=== PROVIDED RECORDS ===

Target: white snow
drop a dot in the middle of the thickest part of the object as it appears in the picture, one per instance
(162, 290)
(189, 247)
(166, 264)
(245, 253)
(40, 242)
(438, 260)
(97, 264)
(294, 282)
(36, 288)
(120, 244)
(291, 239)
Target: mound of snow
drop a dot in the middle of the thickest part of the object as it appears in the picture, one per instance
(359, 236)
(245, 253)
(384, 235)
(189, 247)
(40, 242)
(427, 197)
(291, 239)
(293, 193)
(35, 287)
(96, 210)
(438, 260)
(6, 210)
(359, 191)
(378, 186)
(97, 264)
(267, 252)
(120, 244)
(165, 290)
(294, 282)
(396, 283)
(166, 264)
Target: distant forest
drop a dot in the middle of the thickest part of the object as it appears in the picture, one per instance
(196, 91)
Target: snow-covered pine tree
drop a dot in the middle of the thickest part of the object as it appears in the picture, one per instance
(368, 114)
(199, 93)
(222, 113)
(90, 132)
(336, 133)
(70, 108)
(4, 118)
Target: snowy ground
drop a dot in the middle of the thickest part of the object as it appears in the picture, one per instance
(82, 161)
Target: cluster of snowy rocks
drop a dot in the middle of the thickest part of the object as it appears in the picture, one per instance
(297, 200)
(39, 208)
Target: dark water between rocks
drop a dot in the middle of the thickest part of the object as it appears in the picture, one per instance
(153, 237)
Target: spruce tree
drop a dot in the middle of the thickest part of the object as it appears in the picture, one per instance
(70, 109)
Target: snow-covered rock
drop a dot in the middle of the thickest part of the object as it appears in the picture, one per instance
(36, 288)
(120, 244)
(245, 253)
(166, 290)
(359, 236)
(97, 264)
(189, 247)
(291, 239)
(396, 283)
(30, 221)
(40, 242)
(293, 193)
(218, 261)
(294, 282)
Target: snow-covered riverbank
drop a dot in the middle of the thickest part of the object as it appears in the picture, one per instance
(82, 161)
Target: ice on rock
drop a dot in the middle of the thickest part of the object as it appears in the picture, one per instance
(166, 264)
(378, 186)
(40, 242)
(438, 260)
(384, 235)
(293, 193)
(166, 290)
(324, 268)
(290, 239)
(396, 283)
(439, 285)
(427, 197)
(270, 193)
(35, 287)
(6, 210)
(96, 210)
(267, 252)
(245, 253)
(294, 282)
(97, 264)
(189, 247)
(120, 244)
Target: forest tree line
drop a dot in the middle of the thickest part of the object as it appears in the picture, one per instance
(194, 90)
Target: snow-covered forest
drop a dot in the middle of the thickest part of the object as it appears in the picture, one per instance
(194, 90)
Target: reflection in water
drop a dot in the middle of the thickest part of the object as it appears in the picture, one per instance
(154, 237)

===

▶ _TASK DETAILS_: The line containing "Target: cluster of snowy rocks" marks the start; retype it and each line after it through the end of the records above, exactly.

▶ _RESULT OF THE TASK_:
Target: cluster of snowy rocks
drop a dot in the middle of the thickest part of the object as it appears in the picture, one per instance
(297, 200)
(39, 208)
Target: dark water between rocks
drop a dot in the middle of the thickest part of the object as it appears in the picture, one per instance
(153, 237)
Target: spruce tree
drop a dot in the middle of the thickest part of the object as it appears in the picture, one per instance
(70, 109)
Target: snow-covered rock
drop a dot in the middle of the thickest part of the object as it appears in the picture, one per instance
(36, 288)
(120, 244)
(245, 253)
(166, 290)
(359, 236)
(97, 264)
(189, 247)
(291, 239)
(396, 283)
(30, 221)
(40, 242)
(293, 193)
(218, 261)
(294, 282)
Target: snow-covered riverbank
drop a dot in the middle of the thickest part of the object as it appears in the picture, one per instance
(82, 161)
Target: ice on rock
drop a dot in the middle of the thickest part of the object as it appears in the picture, one per instance
(166, 264)
(378, 186)
(40, 242)
(438, 260)
(384, 235)
(293, 193)
(166, 290)
(324, 268)
(290, 239)
(396, 283)
(439, 285)
(427, 197)
(270, 193)
(35, 287)
(6, 210)
(96, 210)
(267, 252)
(245, 253)
(294, 282)
(97, 264)
(189, 247)
(120, 244)
Target: forest tree line
drop a dot in the middle of the thickest part of the object as it appears in the picture, one per instance
(194, 90)
Target: snow-covered forest
drop a dot in the middle of the thickest part of the object as it appears in the picture, one per instance
(194, 90)
Target: reflection in water
drop a dot in the middle of the thickest part of the object as it appears in the picture, one per instance
(154, 237)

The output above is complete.